## WRITTEN REQUEST
Turn each line of the records below into a string in one JSON list, in order, leaving out blank lines.

Entries from a point annotation set
## begin

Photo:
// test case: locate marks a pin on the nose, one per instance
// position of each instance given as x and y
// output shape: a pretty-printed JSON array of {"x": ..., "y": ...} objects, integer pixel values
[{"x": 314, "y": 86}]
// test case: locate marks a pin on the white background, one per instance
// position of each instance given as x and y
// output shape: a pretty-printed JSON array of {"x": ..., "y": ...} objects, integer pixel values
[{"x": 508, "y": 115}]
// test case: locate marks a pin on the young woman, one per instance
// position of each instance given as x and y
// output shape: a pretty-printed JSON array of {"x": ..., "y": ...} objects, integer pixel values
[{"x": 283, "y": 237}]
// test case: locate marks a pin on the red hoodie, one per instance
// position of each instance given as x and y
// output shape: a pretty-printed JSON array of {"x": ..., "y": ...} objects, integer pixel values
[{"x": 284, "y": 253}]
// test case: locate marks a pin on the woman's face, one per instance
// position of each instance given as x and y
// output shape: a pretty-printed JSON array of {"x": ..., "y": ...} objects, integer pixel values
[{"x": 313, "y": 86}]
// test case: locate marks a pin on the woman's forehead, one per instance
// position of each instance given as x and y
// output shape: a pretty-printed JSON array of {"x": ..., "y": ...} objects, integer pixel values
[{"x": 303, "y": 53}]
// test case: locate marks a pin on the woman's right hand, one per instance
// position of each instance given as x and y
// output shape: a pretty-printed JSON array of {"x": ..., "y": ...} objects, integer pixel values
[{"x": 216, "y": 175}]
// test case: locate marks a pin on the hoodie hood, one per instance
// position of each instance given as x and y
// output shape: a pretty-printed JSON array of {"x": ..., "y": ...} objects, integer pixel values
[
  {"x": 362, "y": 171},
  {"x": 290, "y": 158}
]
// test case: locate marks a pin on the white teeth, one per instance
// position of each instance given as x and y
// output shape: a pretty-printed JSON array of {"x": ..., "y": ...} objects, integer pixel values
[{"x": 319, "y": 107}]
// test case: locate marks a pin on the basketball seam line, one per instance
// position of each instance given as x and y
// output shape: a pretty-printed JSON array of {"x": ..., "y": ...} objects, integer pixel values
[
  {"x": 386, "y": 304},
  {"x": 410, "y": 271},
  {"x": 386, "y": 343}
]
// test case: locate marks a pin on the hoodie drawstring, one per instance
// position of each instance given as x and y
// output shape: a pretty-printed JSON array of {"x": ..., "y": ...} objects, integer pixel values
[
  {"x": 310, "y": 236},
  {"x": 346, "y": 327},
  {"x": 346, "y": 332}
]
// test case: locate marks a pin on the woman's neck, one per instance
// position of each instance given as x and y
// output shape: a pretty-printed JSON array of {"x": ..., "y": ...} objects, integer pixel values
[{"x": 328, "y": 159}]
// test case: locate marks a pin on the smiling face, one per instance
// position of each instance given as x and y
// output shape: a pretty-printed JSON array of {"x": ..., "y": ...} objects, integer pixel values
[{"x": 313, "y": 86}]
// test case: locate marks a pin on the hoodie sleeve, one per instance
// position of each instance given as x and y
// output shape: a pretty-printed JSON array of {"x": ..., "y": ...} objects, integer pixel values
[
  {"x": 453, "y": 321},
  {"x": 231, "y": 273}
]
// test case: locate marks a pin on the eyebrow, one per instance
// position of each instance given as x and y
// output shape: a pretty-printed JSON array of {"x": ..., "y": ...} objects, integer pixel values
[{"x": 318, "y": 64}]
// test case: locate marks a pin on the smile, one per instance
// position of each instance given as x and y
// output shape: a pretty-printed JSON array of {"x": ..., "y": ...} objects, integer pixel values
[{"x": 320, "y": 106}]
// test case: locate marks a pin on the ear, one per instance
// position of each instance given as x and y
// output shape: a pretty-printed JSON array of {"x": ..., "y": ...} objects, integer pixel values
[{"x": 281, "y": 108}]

## end

## TASK RESULT
[
  "Photo:",
  "// test case: locate marks a pin on the nose, one per instance",
  "// position of each instance given as x and y",
  "// output shape: a pretty-printed JSON array of {\"x\": ..., \"y\": ...} objects, integer pixel values",
  "[{\"x\": 314, \"y\": 86}]",
  "// test case: locate marks a pin on the white background, one per instance",
  "// position of each instance given as x and y",
  "// output shape: a pretty-printed JSON array of {\"x\": ..., \"y\": ...} objects, integer pixel values",
  "[{\"x\": 508, \"y\": 115}]",
  "// test case: locate marks a pin on the young woman, one per instance",
  "// position of each instance given as x and y",
  "// output shape: a pretty-printed JSON array of {\"x\": ..., \"y\": ...} objects, integer pixel values",
  "[{\"x\": 283, \"y\": 237}]",
  "// test case: locate marks a pin on the red hoodie, one per instance",
  "// position of each instance given as x and y",
  "// output shape: a pretty-printed JSON array of {\"x\": ..., \"y\": ...} objects, integer pixel values",
  "[{\"x\": 284, \"y\": 253}]",
  "// test case: locate marks a pin on the woman's face, one per instance",
  "// position of each instance given as x and y",
  "// output shape: a pretty-printed JSON array of {\"x\": ..., \"y\": ...} objects, integer pixel values",
  "[{\"x\": 313, \"y\": 86}]",
  "// test case: locate marks a pin on the woman's forehead, one per instance",
  "// position of each instance given as x and y",
  "// output shape: a pretty-printed JSON array of {\"x\": ..., \"y\": ...} objects, integer pixel values",
  "[{\"x\": 303, \"y\": 53}]",
  "// test case: locate marks a pin on the woman's right hand, one per instance",
  "// position of each instance given as x and y",
  "// output shape: a pretty-printed JSON array of {\"x\": ..., \"y\": ...} objects, integer pixel values",
  "[{\"x\": 216, \"y\": 175}]",
  "// test case: locate marks a pin on the hoodie hood, one per instance",
  "// position of each instance given as x and y",
  "// output shape: a pretty-printed JSON array of {\"x\": ..., \"y\": ...} objects, integer pixel values",
  "[",
  "  {\"x\": 362, \"y\": 171},",
  "  {\"x\": 290, \"y\": 158}",
  "]",
  "// test case: locate marks a pin on the white teeth, one per instance",
  "// position of each instance given as x and y",
  "// output shape: a pretty-printed JSON array of {\"x\": ..., \"y\": ...} objects, integer pixel values",
  "[{\"x\": 319, \"y\": 107}]",
  "// test case: locate marks a pin on the basketball seam line, one per instance",
  "// position of each instance given as x and y",
  "// output shape: a pretty-printed JSON array of {\"x\": ..., \"y\": ...} objects, integer pixel values",
  "[",
  "  {\"x\": 386, \"y\": 304},",
  "  {\"x\": 410, \"y\": 271},",
  "  {\"x\": 386, \"y\": 343}",
  "]",
  "// test case: locate marks a pin on the hoodie drawstring, one per instance",
  "// position of each instance given as x and y",
  "// output shape: a pretty-printed JSON array of {\"x\": ..., \"y\": ...} objects, integer pixel values",
  "[",
  "  {\"x\": 310, \"y\": 236},",
  "  {\"x\": 346, \"y\": 327},",
  "  {\"x\": 346, \"y\": 332}",
  "]",
  "// test case: locate marks a pin on the woman's neck, one per instance",
  "// position of each instance given as x and y",
  "// output shape: a pretty-printed JSON array of {\"x\": ..., \"y\": ...} objects, integer pixel values",
  "[{\"x\": 328, \"y\": 159}]",
  "// test case: locate marks a pin on the smiling face, one per instance",
  "// position of each instance given as x and y",
  "// output shape: a pretty-printed JSON array of {\"x\": ..., \"y\": ...} objects, integer pixel values",
  "[{\"x\": 313, \"y\": 86}]",
  "// test case: locate marks a pin on the hoodie sleeve, one per instance",
  "// position of each instance given as x and y",
  "// output shape: a pretty-printed JSON array of {\"x\": ..., \"y\": ...} objects, integer pixel values",
  "[",
  "  {\"x\": 453, \"y\": 321},",
  "  {\"x\": 231, \"y\": 273}",
  "]",
  "// test case: locate marks a pin on the eyebrow, one per instance",
  "// position of each instance given as x and y",
  "// output shape: a pretty-printed JSON array of {\"x\": ..., \"y\": ...} objects, integer pixel values",
  "[{\"x\": 318, \"y\": 64}]",
  "// test case: locate marks a pin on the smile, one per instance",
  "// position of each instance given as x and y",
  "// output shape: a pretty-printed JSON array of {\"x\": ..., \"y\": ...} objects, integer pixel values",
  "[{\"x\": 320, \"y\": 106}]",
  "// test case: locate marks a pin on the ear, one per instance",
  "// position of each instance given as x and y",
  "// output shape: a pretty-printed JSON array of {\"x\": ..., \"y\": ...} objects, integer pixel values",
  "[{\"x\": 281, \"y\": 108}]"
]